[Objective] Pull out every line of the listing below that contains the string "shirt", and copy each one in full.
::: Data records :::
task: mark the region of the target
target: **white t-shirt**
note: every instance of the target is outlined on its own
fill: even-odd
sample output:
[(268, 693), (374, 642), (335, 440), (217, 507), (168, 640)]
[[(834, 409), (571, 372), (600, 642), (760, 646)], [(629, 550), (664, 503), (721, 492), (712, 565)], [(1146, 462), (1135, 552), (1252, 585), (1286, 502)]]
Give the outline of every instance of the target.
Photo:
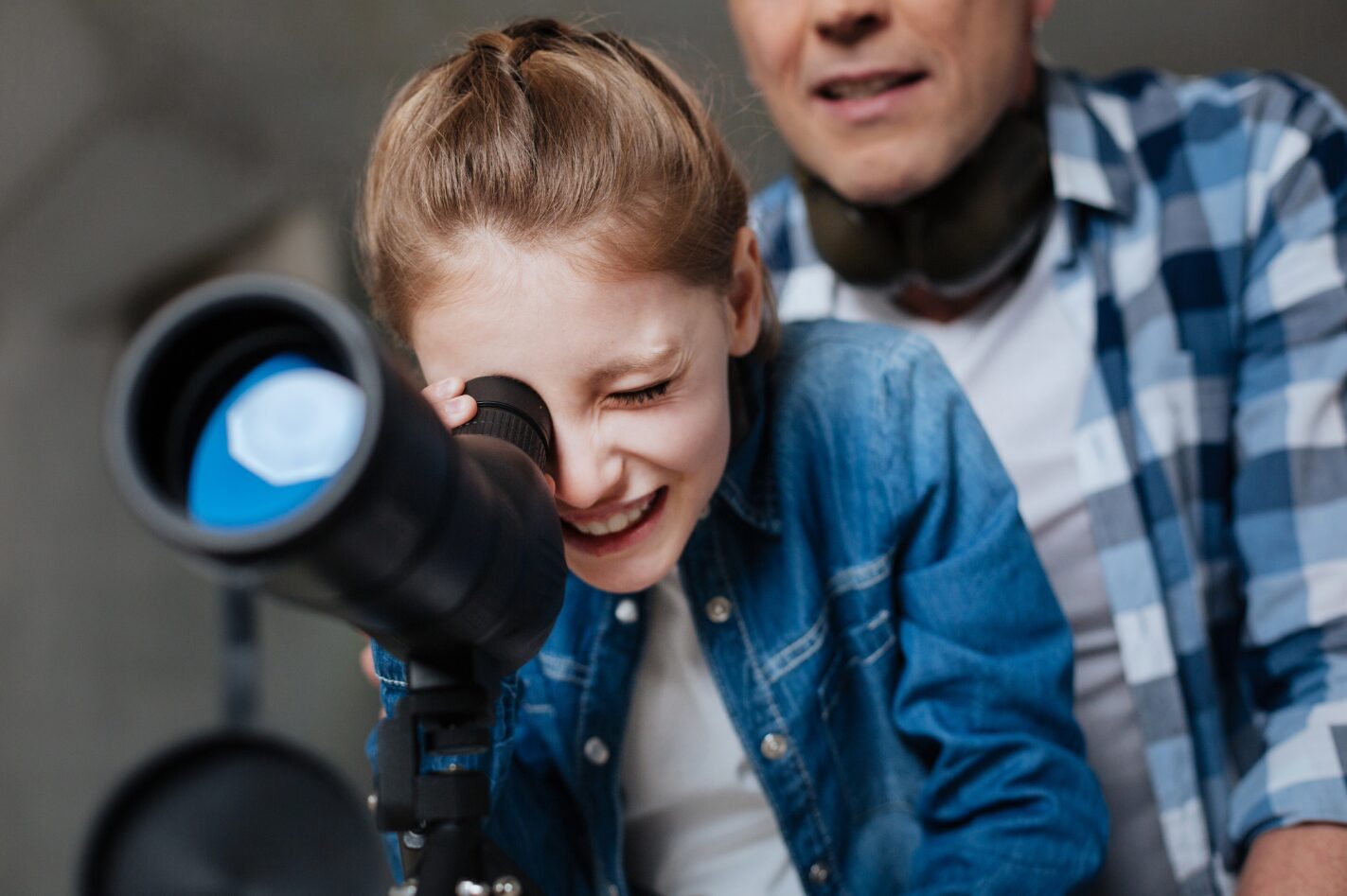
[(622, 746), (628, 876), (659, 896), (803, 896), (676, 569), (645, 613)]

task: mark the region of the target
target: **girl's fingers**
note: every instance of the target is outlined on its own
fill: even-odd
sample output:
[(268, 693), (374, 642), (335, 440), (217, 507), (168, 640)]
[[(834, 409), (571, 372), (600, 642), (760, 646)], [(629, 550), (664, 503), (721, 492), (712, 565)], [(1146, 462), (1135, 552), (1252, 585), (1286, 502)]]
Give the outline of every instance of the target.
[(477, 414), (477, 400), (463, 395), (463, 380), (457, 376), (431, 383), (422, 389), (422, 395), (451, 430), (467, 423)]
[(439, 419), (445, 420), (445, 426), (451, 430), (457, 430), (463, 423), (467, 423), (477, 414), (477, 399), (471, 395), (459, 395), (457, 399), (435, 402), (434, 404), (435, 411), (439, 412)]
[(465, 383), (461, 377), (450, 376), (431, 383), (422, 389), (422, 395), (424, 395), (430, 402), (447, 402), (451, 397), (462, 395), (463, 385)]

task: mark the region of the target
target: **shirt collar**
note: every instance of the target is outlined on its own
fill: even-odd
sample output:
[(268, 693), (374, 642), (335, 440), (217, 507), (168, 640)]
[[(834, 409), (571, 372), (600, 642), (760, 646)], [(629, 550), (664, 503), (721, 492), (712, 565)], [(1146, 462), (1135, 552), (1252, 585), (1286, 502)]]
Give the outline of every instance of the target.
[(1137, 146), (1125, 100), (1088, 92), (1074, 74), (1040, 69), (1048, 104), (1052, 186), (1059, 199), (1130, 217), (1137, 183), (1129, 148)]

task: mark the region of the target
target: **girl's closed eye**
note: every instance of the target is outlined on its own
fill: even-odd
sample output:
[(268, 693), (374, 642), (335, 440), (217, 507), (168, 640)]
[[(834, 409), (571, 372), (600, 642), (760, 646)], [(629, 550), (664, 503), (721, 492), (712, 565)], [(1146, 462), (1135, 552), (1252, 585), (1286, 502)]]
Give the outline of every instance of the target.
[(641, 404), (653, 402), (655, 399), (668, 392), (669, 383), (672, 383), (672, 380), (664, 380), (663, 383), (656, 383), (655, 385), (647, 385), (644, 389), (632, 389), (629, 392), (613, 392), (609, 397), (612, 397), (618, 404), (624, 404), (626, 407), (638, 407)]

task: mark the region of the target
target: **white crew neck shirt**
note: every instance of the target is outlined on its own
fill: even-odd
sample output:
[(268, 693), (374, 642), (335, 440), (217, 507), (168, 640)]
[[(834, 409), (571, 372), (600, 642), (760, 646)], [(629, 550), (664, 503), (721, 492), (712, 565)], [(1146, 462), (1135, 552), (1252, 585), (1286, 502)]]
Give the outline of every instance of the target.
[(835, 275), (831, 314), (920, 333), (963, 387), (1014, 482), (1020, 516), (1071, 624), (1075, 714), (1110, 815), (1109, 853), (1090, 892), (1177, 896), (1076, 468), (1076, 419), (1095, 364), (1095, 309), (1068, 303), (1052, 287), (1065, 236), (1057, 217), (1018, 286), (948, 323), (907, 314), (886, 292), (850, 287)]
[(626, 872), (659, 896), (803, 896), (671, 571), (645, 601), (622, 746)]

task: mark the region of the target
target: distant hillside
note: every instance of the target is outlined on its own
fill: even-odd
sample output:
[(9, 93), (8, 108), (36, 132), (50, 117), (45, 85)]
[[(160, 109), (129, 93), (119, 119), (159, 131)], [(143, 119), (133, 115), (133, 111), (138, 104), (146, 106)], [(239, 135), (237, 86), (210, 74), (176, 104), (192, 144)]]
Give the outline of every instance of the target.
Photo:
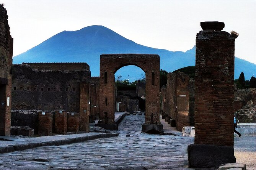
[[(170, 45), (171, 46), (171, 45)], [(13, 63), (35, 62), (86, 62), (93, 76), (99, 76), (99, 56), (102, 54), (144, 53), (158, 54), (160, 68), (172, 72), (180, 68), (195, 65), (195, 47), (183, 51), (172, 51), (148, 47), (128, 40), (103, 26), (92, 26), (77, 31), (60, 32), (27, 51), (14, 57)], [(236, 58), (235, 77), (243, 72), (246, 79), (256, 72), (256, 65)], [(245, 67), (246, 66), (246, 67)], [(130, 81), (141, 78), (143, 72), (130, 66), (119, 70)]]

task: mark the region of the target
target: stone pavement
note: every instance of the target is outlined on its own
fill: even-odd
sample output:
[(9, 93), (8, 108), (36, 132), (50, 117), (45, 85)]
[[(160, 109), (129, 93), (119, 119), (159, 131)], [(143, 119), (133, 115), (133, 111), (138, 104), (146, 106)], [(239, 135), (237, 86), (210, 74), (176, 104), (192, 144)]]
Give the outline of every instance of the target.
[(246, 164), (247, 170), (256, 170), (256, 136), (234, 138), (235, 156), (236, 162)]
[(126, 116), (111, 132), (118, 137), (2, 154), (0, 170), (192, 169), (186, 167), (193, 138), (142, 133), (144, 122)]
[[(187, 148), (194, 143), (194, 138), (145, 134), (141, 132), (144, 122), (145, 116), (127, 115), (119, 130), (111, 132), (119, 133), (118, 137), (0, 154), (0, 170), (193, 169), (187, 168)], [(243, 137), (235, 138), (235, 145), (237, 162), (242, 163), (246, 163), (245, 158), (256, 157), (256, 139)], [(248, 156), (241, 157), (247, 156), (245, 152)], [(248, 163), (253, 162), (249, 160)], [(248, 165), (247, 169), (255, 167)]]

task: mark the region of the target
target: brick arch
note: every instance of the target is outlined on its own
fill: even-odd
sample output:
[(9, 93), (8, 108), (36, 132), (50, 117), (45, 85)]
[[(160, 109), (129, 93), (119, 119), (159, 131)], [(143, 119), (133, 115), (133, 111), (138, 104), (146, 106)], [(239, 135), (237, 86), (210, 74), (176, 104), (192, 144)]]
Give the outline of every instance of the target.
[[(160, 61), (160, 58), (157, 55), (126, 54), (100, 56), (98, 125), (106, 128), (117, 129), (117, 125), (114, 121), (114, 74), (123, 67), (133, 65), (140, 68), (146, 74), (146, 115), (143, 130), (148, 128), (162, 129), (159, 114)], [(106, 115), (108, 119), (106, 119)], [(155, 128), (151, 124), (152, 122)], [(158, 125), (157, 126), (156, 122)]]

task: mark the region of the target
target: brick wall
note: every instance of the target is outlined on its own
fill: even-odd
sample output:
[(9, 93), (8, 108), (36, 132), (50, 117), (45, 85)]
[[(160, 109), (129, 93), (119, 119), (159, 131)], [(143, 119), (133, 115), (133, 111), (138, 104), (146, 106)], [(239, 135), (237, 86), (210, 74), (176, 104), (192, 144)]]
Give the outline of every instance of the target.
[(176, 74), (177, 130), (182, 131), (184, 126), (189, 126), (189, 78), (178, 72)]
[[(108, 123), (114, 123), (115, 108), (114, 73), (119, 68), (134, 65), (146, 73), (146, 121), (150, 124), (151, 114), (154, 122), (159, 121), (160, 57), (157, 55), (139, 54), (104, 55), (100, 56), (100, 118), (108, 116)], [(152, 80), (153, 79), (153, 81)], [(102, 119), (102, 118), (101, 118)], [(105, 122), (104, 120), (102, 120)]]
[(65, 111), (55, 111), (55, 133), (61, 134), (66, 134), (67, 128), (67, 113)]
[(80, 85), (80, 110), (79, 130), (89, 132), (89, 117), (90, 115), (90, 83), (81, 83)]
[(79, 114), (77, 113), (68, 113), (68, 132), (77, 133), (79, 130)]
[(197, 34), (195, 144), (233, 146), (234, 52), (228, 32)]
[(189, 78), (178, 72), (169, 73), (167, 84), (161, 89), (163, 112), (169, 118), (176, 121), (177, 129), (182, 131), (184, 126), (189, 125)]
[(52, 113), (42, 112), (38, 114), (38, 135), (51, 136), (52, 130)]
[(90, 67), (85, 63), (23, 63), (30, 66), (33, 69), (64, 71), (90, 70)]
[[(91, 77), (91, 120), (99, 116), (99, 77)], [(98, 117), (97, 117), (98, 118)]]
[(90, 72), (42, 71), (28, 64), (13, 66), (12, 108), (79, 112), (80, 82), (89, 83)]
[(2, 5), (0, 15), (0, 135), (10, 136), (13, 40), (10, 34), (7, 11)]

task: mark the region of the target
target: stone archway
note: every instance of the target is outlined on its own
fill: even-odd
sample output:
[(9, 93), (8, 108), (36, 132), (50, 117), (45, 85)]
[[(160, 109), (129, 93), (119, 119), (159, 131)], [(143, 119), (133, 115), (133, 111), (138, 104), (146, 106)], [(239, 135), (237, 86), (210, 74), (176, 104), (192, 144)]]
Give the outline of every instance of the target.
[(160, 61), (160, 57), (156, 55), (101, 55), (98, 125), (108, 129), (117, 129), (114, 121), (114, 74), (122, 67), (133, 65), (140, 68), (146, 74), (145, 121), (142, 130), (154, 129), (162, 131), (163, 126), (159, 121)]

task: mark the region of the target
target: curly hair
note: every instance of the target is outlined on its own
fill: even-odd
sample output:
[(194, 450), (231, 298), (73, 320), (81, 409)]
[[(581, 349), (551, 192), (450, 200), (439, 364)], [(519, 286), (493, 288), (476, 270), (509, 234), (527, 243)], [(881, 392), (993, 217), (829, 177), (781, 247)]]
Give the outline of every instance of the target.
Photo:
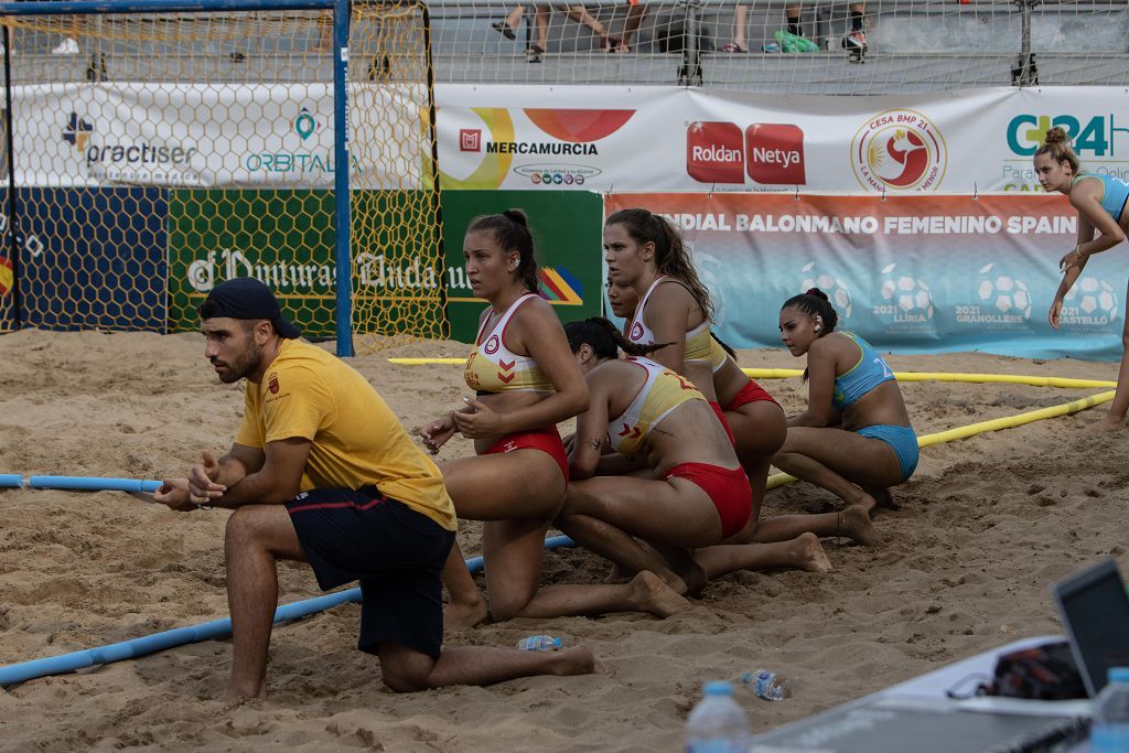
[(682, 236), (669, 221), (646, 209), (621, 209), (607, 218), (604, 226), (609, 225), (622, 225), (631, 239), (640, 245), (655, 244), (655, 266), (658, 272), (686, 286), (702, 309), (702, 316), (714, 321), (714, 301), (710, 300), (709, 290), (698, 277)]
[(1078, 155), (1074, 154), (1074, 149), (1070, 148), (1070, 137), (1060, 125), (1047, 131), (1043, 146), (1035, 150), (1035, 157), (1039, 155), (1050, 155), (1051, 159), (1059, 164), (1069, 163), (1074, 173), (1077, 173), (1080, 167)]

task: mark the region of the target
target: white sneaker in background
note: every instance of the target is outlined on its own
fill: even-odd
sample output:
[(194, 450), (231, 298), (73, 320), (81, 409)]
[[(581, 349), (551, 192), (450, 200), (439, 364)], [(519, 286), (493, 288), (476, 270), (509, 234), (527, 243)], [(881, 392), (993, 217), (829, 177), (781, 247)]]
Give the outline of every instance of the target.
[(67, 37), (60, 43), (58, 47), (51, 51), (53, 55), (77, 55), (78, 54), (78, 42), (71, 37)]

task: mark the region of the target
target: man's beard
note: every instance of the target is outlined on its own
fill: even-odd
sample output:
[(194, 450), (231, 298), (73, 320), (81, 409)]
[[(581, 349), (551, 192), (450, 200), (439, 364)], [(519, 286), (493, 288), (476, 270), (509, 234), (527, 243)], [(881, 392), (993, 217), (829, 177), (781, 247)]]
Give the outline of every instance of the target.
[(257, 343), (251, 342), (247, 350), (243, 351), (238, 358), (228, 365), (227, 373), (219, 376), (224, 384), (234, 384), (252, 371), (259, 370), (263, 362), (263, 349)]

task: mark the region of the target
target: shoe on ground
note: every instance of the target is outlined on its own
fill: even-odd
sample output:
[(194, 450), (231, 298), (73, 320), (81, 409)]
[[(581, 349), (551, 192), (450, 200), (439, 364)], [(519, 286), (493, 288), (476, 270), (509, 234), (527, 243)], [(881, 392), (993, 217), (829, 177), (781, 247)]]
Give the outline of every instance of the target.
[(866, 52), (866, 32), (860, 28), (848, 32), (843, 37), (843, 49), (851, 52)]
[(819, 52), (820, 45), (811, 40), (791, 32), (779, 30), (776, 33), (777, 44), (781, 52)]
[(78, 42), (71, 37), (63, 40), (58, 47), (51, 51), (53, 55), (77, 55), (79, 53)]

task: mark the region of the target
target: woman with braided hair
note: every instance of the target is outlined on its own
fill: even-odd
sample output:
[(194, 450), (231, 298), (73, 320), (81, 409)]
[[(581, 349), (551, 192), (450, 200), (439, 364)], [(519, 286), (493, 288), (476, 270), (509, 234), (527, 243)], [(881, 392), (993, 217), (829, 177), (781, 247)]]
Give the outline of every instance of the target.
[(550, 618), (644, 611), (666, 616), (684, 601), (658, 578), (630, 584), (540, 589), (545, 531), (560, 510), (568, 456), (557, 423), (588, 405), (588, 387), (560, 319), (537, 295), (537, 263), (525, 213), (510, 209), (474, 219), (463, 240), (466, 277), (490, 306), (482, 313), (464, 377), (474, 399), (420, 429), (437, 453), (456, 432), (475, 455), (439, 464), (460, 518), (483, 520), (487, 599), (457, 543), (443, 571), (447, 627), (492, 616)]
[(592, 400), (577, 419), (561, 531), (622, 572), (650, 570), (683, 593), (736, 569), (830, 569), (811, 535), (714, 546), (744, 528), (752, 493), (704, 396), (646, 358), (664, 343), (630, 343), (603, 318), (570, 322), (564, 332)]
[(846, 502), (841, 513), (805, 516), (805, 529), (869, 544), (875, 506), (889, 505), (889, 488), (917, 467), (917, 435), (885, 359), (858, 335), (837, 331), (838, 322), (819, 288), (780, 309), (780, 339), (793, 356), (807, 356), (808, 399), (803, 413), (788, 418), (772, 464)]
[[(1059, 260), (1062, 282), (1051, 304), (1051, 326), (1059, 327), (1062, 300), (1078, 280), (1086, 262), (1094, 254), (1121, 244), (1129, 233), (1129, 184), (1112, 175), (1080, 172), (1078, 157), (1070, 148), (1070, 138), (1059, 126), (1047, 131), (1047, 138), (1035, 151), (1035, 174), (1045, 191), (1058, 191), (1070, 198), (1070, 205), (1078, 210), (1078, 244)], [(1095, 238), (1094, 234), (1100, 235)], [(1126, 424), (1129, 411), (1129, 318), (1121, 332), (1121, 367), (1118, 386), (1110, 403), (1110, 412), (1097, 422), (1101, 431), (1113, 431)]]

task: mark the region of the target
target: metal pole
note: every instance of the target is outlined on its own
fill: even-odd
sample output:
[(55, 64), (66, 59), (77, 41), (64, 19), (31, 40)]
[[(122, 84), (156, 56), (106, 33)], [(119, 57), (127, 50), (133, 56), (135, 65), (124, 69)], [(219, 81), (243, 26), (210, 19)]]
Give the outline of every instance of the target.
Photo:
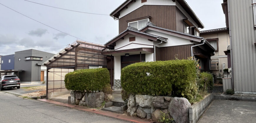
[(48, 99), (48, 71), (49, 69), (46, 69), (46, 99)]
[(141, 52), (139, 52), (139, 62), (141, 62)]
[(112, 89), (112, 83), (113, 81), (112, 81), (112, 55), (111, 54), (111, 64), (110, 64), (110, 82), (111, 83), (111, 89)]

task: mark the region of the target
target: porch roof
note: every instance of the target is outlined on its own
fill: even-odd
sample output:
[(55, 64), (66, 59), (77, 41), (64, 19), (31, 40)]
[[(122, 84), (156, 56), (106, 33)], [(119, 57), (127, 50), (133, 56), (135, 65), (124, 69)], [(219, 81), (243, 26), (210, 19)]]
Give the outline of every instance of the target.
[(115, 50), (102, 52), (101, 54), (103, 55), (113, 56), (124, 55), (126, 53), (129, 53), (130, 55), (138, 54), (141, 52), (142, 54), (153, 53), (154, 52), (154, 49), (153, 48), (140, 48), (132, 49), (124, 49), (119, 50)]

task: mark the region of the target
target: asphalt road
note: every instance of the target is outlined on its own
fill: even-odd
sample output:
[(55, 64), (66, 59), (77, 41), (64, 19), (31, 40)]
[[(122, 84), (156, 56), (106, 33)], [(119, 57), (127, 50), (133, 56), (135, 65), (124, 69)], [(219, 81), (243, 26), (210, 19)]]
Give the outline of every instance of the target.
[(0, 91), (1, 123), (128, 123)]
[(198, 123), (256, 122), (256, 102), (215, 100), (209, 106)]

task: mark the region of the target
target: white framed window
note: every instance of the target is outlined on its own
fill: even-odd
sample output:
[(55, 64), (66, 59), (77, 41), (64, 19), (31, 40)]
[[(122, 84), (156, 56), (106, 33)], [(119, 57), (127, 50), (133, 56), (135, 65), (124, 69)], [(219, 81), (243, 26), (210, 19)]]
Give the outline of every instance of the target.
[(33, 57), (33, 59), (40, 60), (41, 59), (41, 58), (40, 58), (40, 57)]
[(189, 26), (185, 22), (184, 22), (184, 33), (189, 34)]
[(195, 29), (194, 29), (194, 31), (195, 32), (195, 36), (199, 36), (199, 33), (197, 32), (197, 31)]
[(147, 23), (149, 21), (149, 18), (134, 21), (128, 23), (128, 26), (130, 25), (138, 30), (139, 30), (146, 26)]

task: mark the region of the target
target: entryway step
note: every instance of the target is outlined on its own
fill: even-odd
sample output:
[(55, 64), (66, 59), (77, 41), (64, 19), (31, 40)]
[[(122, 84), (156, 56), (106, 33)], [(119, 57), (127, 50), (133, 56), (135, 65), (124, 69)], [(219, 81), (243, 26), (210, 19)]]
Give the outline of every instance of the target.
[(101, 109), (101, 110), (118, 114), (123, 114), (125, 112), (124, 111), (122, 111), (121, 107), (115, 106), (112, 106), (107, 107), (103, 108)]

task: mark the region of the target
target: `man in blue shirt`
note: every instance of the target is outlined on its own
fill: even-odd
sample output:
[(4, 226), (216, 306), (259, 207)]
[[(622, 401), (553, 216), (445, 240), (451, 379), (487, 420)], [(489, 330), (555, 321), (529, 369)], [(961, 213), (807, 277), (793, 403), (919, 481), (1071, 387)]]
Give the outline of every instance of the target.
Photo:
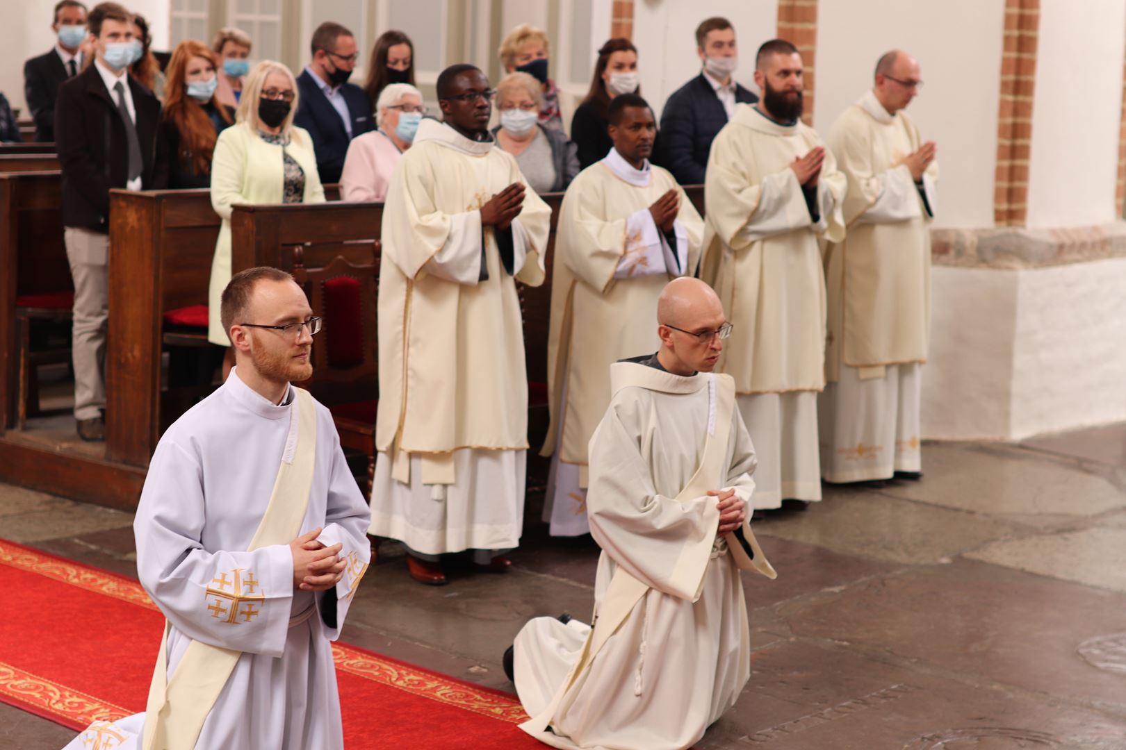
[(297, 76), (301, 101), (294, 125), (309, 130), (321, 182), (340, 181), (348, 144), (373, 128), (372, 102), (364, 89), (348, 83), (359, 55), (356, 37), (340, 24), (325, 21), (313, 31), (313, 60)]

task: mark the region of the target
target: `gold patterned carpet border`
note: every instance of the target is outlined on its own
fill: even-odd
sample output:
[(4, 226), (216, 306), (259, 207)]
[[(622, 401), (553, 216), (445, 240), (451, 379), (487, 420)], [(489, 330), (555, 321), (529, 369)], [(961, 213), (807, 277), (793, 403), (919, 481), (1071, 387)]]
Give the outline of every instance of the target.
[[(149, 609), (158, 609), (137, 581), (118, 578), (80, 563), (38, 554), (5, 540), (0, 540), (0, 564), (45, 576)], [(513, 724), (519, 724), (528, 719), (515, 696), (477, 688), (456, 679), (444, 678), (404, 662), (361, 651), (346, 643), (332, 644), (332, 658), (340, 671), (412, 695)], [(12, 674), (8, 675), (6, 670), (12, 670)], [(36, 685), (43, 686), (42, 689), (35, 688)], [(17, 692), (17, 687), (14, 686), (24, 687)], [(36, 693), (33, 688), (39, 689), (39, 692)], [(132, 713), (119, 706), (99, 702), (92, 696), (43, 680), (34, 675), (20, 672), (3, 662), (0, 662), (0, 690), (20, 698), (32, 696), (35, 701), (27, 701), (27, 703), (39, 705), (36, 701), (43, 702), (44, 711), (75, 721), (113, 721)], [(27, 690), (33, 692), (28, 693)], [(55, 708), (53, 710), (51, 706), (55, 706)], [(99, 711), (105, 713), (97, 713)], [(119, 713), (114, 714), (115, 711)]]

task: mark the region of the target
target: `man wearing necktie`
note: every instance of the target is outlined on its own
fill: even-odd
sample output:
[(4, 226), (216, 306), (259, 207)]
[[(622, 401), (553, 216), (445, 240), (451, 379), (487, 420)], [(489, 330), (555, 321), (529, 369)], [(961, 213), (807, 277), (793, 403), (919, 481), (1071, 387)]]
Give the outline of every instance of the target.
:::
[Completed exercise]
target: **white t-shirt**
target: **shirt collar**
target: **white crew neck shirt**
target: `man in blue shirt`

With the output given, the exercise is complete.